Exercise prompt ▸
Retype the computer science fundamentals page below in full, word for word.

Source text ▸
Skip to main content

Overview

Understanding computer science fundamentals helps you write better code, debug efficiently, and make informed architectural decisions. These concepts form the foundation for system design, performance optimization, and debugging complex issues.
Why This Matters: In interviews at top tech companies, 40-60% of system design questions require deep understanding of these fundamentals.

Operating Systems

Process vs Thread

Process

  • Independent execution unit
  • Own memory space (isolated)
  • Higher overhead to create (~10ms)
  • Inter-process communication needed
  • Crash isolation (one crash doesn’t affect others)

Thread

  • Lightweight execution unit
  • Shared memory with parent process
  • Lower overhead to create (~1ms)
  • Direct memory sharing
  • One thread crash can crash entire process

When to Use Processes vs Threads

ScenarioUse ProcessUse Thread
Isolation needed✅ Browser tabs
Shared state✅ Web server workers
CPU-bound tasks✅ Parallel processing✅ (with limitations)

Items ▸
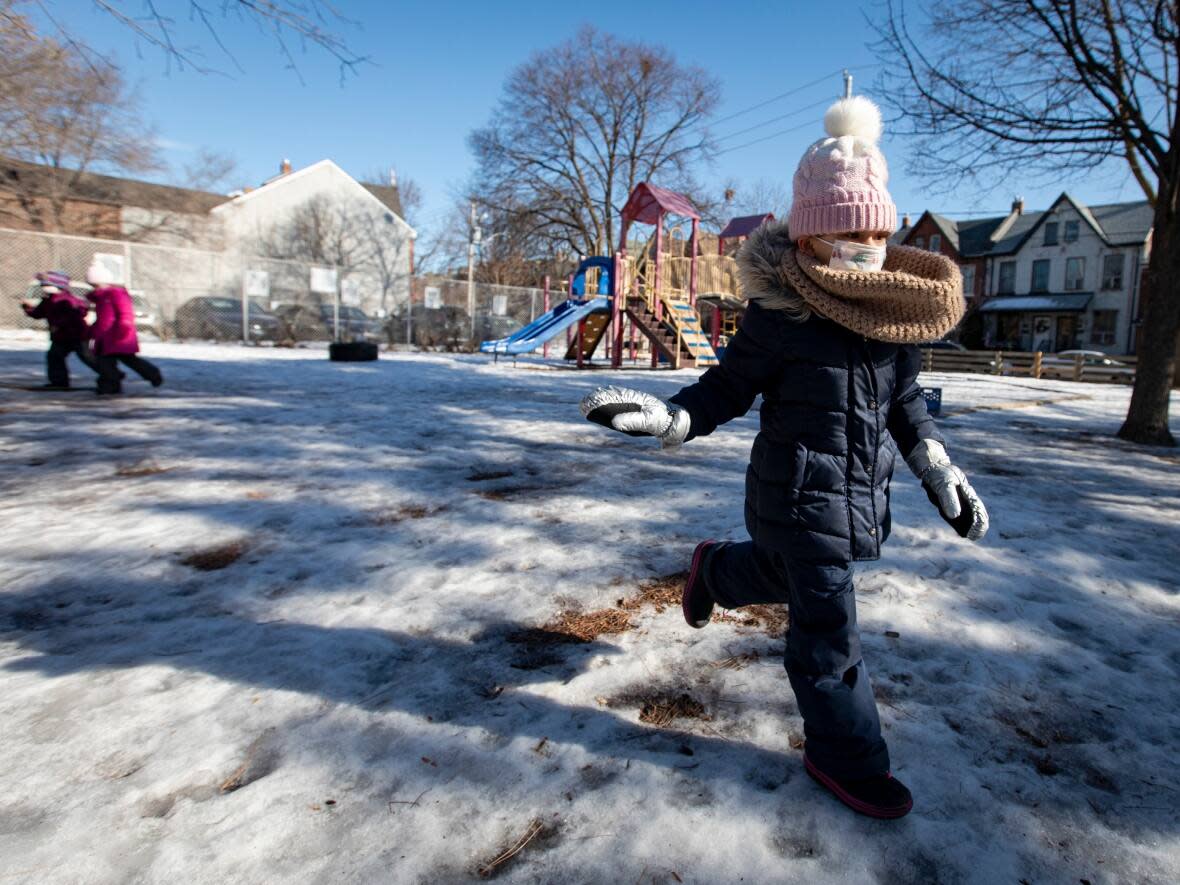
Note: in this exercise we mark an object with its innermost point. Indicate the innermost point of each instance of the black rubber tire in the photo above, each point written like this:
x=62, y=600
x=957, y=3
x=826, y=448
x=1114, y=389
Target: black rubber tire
x=352, y=352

Written solution ▸
Skip to main content

Overview

Understanding computer science fundamentals helps you write better code, debug efficiently, and make informed architectural decisions. These concepts form the foundation for system design, performance optimization, and debugging complex issues.
Why This Matters: In interviews at top tech companies, 40-60% of system design questions require deep understanding of these fundamentals.

Operating Systems

Process vs Thread

Process

  • Independent execution unit
  • Own memory space (isolated)
  • Higher overhead to create (~10ms)
  • Inter-process communication needed
  • Crash isolation (one crash doesn’t affect others)

Thread

  • Lightweight execution unit
  • Shared memory with parent process
  • Lower overhead to create (~1ms)
  • Direct memory sharing
  • One thread crash can crash entire process

When to Use Processes vs Threads

ScenarioUse ProcessUse Thread
Isolation needed✅ Browser tabs
Shared state✅ Web server workers
CPU-bound tasks✅ Parallel processing✅ (with limitations)